For once, I agree with Whifflingpin:

Literature would become unbearably bland, and even pointless, if it were populated only with characters who were upright and moral and who behaved just as we think we ought to behave.



I personally don't think that the authors should be held responsible for their characters' actions (as long as they are not advocating illegal issues -such as paedophilia- in their books).
So you permit them the right to express ideas that you support but would hold them responsible for ideas that you don’t. I knew you read Stalin on the quiet. Obviously, it depends on what you mean by ‘advocating’ as well as ‘held responsible for’. I’ve just finished Houellebecq’s Whatever and am about to begin Platform. We need more like him. I don’t hold him responsible for anything he says in his books. Whatever is wonderfully offensive – the truth usually is.

Virgil
02-15-2006, 01:18 PM
And there is the problem– the assumption that a writer’s views can be neatly contained within our own simple labelling systems. What if he didn’t have a view? What if his views are too complex to be summed up as a single position? I refuse to condemn an author for being more complex and flawed than political correctness will permit.

If anyone can explain to me the purpose (thematically, stylistically, narratively, even character development) of that line, then I will concede. But there isn't any. It was gratuitous. It was no different then pure pornography, let me call it racial pornography. I don't advocate banning any books or banning pornography. I even gave this novel a good rating. But this slur was uncalled for. Do you, Unnamable, or any other teachers, teach porno in class? If a slur, racial or otherwise, or sex, graphic or suggestive, is integral to the theme, structure, characterization (the aesthetics of it, to sum it into one word) is integral to the novel, then I have no problem with it. In William Faulkner, the racial components are integral to the work. But when art reduces itself to the state of shocking a reader, then it's no longer art. Shock is not art: sorry if you disagree. Those that put out images to pure titilate or shock are no different than pornographers. Porn is legal and if that's what you want to read, fine; but it's not art. Today that passage from Hem would have been edited out, and rightly so. It's simple decency.

Evergreenleaf
02-16-2006, 11:16 AM
If anyone can explain to me the purpose (thematically, stylistically, narratively, even character development) of that line, then I will concede. But there isn't any.

All I have read is that little part that was quoted, so I have no real background, but saying that about Othello develops the character for me. The fact that is was just tossed out there shows what kind of person that character is. Of course, I'm sure that aspect of the character's personality could have been shown in another way, but I wouldn't say that the line has no purpose.

....

## Objective
How would you translate this sentence from the forum discussion about authors and their characters into Spanish: "I refuse to condemn an author for being more complex and flawed than political correctness will permit."?

## Given records
....

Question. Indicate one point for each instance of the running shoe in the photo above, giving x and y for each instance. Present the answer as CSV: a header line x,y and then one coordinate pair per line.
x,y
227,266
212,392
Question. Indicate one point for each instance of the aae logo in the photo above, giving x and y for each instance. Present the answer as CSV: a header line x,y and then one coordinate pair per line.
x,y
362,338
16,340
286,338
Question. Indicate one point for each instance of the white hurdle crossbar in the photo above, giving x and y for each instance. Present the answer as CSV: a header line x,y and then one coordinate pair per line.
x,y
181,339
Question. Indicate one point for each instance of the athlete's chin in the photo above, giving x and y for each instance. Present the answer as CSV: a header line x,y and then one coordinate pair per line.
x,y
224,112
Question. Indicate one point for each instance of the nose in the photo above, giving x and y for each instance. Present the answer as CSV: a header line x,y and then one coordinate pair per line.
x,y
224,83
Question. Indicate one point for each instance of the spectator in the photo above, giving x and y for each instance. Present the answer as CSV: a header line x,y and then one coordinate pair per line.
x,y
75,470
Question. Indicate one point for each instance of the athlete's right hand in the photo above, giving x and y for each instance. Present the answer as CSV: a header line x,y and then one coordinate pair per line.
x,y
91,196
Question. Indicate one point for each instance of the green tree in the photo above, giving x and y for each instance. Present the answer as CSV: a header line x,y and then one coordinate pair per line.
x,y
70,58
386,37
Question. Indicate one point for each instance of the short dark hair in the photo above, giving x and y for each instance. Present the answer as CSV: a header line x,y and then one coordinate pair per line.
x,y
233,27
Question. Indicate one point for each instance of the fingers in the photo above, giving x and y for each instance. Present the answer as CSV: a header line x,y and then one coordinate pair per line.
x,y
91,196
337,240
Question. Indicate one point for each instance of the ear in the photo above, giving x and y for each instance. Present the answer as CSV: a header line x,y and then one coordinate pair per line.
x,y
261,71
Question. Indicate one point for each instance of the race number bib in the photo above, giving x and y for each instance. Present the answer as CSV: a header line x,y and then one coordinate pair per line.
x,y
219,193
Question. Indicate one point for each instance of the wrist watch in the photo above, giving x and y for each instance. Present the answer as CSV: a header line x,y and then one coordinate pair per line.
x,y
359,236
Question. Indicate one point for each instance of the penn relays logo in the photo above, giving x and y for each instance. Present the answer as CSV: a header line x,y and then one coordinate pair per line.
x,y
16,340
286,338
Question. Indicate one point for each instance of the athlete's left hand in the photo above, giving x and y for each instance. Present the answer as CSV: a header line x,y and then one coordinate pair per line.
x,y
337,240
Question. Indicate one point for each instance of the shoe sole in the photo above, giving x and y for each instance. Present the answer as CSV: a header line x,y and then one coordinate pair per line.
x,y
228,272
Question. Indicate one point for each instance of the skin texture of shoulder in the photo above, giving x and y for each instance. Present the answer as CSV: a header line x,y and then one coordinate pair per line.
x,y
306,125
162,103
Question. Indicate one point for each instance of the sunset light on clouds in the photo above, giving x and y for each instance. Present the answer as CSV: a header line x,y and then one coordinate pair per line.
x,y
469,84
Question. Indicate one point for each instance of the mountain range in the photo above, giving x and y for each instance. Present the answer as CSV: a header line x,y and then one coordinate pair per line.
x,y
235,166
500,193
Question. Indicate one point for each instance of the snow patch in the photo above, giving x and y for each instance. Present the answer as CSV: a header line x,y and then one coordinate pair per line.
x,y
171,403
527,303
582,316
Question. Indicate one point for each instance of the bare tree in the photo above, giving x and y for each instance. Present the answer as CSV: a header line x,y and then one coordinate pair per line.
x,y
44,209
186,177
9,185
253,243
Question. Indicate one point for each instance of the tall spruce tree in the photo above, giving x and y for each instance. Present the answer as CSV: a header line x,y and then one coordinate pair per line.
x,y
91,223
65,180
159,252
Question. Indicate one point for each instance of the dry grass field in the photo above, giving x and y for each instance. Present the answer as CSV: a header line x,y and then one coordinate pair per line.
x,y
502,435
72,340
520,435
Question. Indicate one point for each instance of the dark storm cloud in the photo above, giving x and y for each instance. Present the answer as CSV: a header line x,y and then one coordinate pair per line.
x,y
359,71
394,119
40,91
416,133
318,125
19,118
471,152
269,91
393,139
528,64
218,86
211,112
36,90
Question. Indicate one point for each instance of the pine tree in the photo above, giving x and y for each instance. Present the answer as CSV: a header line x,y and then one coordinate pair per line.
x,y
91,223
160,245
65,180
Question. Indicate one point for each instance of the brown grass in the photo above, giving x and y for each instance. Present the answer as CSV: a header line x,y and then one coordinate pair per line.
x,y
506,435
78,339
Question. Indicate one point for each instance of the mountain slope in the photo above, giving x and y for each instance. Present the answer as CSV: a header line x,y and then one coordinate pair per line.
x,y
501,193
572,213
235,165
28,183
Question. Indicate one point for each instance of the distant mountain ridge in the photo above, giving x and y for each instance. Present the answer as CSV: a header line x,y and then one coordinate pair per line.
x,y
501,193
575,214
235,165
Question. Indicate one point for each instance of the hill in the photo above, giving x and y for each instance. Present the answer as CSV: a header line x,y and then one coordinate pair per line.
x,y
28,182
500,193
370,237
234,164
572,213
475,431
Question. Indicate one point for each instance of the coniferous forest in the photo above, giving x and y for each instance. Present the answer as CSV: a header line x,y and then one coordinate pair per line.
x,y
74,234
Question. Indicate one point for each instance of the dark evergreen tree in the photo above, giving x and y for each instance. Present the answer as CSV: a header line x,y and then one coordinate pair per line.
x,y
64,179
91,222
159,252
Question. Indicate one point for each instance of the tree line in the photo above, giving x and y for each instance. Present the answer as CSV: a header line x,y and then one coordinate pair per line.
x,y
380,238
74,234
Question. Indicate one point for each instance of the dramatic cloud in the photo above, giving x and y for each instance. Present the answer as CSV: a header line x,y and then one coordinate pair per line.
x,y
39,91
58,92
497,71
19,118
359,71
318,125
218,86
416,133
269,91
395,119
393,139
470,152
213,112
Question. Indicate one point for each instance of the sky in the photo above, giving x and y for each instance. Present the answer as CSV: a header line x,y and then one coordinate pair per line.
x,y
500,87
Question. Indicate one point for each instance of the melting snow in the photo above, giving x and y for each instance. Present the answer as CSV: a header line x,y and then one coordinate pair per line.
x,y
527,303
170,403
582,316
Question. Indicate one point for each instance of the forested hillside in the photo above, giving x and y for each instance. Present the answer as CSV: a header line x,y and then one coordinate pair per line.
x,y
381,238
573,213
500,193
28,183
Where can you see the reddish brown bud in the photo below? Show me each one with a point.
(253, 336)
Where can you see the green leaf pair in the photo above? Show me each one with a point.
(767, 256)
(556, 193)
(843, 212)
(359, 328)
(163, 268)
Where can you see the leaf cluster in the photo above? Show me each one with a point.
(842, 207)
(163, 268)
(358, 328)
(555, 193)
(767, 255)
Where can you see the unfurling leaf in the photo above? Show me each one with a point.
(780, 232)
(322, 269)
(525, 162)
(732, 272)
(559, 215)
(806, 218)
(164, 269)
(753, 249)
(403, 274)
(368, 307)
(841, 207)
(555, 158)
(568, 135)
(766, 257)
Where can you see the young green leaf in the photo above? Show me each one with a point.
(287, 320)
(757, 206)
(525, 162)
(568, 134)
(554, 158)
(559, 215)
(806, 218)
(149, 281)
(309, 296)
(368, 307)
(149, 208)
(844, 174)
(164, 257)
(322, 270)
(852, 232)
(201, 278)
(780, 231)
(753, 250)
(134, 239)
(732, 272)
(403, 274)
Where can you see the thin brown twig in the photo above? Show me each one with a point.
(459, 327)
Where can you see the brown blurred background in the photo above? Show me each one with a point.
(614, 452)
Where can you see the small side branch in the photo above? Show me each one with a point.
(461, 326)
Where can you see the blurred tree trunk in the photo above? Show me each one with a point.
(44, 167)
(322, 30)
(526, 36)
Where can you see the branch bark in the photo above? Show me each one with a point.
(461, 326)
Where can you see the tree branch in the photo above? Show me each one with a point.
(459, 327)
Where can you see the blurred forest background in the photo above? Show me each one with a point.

....

## Solved exercise
Me niego a condenar a un autor por ser más complejo y tener más defectos de los que permite la corrección política.